TASK STATEMENT - Please pull out every line of the listing below that contains the string "gown" and leave out all other lines.
──────
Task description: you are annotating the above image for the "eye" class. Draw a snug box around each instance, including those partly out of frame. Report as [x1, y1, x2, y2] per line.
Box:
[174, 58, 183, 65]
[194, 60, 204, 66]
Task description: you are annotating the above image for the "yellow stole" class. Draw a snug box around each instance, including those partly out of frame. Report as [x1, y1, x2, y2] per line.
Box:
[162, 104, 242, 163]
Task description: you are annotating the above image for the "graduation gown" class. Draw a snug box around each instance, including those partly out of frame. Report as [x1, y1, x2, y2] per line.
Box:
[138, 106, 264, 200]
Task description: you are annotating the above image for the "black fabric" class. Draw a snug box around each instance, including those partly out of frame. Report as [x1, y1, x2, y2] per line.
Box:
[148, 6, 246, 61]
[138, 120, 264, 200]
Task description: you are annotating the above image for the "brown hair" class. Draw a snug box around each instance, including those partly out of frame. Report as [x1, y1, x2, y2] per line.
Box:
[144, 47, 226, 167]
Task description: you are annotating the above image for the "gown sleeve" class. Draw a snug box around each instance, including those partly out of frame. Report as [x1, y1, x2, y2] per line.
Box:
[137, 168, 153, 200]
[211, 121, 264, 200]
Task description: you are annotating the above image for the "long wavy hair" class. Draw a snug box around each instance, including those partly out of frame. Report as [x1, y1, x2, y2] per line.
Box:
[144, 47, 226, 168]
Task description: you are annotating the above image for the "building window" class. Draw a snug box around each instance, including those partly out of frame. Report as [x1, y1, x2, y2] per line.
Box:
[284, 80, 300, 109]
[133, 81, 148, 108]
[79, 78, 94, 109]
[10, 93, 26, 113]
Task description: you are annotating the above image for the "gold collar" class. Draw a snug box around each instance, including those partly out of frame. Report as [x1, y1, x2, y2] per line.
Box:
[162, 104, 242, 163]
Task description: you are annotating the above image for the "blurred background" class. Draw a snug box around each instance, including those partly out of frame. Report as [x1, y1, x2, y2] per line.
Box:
──────
TASK ANSWER -
Task description: you are annotating the above image for the "graduation gown" class. Draw a snug box around each instance, including those partly out of frame. Report as [x1, y1, x2, y2] per line.
Task description: you are annotating the above image for the "gown sleeve" class. Draw a snug box around each instance, including those partly out of frame. Report as [x1, y1, x2, y2] per line.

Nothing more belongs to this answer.